Nigel Donohue

Personal information
- Nationality: British (English)
- Born: 20 December 1969 (age 56) Leigh, Greater Manchester, England
- Height: 160 cm (5 ft 3 in)
- Weight: 60 kg (132 lb)

Sport
- Sport: Judo and wrestling
- Event(s): Extra-lightweight (judo) flyweight/featherweight (wrestling)
- Club: Newton and Urmston

Medal record
Wrestling
Representing England
Commonwealth Games
| Bronze medal – third place | 1986 Edinburgh | 52kg flyweight |
Men's judo
European Championships
| Gold medal – first place | 1995 Birmingham | 60 kg |
| Silver medal – second place | 1990 Frankfurt | 60 kg |
| Silver medal – second place | 1996 The Hague | 60 kg |
| Bronze medal – third place | 1993 Athens | 60 kg |

= Nigel Donohue =

British judoka

Nigel John Patrick Donohue (born 1969) is a British retired judoka and wrestler.

== Wrestling career ==
Donohue represented England and won a bronze medal in the 52 kg flyweight, at the 1986 Commonwealth Games in Edinburgh, Scotland.

Donohue was a three-times winner of the British Wrestling Championships in 1985, 1986 and 1993.

| Written tasks |
A - Answer these from the Nigel Donohue page:
(i) Which club is he listed with?
(ii) In which year and city did he win gold at the European Championships?
(iii) In which years did he win the British Wrestling Championships?
B - Reproduce the part of the Nigel Donohue page starting with "Personal information" and going on through "(judo) flyweight/featherweight (wrestling)".

| Extracted entries |
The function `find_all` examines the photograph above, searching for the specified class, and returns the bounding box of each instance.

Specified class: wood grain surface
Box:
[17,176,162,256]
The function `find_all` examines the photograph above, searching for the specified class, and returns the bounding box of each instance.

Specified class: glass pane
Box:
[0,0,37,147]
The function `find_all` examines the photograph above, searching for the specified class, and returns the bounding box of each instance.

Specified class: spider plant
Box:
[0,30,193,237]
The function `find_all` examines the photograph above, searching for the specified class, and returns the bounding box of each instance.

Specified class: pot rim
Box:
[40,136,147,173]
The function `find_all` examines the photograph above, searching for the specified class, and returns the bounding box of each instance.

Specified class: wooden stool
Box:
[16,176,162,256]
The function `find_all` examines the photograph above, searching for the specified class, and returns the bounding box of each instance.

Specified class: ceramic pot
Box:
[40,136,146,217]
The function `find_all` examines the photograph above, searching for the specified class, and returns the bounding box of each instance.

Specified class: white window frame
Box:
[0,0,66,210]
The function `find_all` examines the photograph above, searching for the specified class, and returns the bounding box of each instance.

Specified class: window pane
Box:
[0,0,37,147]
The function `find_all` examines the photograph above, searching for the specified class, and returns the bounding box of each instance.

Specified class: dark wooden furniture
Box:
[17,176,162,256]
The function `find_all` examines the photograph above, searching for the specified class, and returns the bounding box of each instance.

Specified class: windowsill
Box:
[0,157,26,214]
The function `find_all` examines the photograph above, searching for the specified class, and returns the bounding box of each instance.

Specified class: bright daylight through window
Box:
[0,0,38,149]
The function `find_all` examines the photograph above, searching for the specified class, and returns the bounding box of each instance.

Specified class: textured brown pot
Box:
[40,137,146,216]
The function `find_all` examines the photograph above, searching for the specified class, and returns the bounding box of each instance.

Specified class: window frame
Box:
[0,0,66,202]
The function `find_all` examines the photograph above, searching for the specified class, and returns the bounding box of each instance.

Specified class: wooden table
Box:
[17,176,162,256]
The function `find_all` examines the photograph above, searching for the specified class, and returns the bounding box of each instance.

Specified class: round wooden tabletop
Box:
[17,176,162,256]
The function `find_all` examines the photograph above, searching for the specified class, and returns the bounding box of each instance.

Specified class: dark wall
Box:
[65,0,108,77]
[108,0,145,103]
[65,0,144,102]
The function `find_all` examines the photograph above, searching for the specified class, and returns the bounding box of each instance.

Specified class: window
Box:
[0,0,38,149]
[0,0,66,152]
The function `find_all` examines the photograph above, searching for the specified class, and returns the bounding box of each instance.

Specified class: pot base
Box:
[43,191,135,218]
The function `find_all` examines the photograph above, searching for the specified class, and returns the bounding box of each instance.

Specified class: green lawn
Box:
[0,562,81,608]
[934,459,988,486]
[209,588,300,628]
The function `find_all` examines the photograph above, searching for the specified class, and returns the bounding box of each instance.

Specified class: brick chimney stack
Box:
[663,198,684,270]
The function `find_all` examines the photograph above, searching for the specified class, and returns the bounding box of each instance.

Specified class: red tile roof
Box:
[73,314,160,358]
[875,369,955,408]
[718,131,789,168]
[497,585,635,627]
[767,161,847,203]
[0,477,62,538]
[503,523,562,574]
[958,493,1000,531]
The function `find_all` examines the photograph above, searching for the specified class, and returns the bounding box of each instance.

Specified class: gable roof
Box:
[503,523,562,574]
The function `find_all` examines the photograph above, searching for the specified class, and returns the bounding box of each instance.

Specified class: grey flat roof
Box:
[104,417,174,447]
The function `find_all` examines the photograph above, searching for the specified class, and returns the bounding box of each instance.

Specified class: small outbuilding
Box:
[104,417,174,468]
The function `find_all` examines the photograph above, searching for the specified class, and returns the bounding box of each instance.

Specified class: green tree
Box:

| Response list |
A -
(i) Newton and Urmston
(ii) 1995, Birmingham
(iii) 1985, 1986 and 1993

B -
Personal information
- Nationality: British (English)
- Born: 20 December 1969 (age 56) Leigh, Greater Manchester, England
- Height: 160 cm (5 ft 3 in)
- Weight: 60 kg (132 lb)

Sport
- Sport: Judo and wrestling
- Event(s): Extra-lightweight (judo) flyweight/featherweight (wrestling)